** Data records follows **
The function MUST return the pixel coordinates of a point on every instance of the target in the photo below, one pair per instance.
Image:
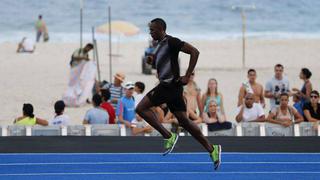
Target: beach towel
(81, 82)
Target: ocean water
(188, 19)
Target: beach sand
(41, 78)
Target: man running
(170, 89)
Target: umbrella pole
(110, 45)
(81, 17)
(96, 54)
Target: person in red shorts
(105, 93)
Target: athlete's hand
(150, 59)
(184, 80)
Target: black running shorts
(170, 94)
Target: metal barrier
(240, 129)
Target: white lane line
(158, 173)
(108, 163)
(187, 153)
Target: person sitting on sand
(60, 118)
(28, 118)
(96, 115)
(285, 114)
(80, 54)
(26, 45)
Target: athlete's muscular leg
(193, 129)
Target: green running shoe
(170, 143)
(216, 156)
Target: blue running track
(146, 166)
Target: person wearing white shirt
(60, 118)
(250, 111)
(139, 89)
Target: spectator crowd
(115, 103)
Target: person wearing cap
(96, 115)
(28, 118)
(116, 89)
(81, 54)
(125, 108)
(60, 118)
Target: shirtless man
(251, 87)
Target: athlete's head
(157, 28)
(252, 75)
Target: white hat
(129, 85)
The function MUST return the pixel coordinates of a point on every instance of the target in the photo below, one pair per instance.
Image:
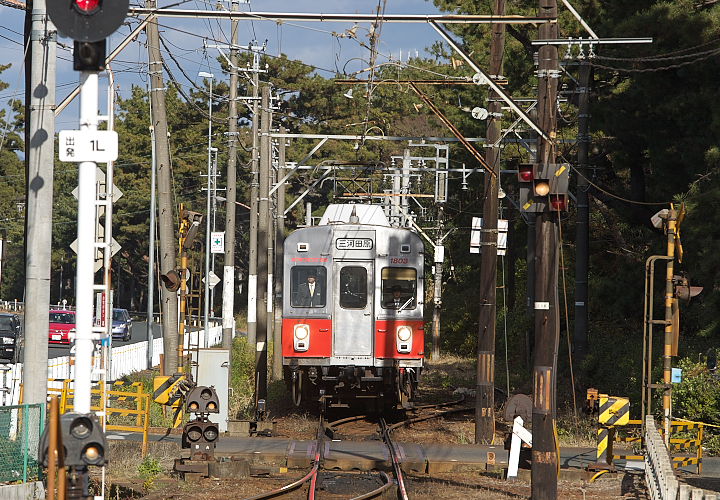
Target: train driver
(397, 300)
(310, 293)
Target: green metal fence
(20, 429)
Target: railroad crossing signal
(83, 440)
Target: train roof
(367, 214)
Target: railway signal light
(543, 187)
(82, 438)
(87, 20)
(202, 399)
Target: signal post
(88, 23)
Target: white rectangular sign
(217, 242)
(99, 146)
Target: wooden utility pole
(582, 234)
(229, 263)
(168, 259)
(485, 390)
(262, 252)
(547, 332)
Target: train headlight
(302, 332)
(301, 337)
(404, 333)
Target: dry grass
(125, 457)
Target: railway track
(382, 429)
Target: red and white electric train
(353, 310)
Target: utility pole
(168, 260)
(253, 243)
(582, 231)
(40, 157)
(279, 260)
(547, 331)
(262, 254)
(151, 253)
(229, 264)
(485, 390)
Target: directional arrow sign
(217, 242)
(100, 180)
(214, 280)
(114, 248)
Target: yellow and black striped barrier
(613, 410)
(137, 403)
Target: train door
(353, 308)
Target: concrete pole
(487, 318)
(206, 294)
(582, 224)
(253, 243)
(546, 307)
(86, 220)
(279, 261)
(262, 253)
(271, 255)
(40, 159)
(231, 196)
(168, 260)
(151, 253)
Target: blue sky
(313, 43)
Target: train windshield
** End of Data records **
** Data records follows **
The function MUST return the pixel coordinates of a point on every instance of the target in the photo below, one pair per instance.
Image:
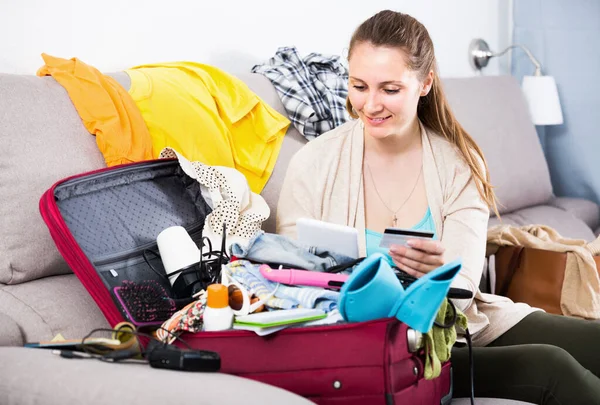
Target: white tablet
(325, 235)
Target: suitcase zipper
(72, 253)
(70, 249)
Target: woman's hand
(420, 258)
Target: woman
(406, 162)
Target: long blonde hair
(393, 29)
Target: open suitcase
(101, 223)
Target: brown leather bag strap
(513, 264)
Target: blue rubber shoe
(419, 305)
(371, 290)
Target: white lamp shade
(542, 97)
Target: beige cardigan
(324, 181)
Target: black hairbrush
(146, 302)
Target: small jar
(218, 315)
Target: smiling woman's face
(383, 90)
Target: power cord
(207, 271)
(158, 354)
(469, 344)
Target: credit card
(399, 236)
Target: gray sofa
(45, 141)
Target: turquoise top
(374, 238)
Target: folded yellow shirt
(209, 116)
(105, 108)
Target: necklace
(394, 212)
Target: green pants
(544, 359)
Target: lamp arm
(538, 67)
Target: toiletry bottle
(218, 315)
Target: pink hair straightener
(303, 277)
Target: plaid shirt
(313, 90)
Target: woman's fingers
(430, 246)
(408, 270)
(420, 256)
** End of Data records **
Above are the records. Copy the lines beginning at the one that has "Target: yellow and black striped barrier" and ending with the one that has "Target: train windshield", unchanged.

Target: yellow and black striped barrier
(613, 410)
(137, 403)
Target: train door
(353, 308)
Target: concrete pole
(487, 318)
(206, 294)
(582, 224)
(253, 243)
(546, 307)
(86, 220)
(279, 261)
(262, 253)
(271, 255)
(40, 159)
(231, 196)
(168, 260)
(151, 253)
Target: blue sky
(313, 43)
Target: train windshield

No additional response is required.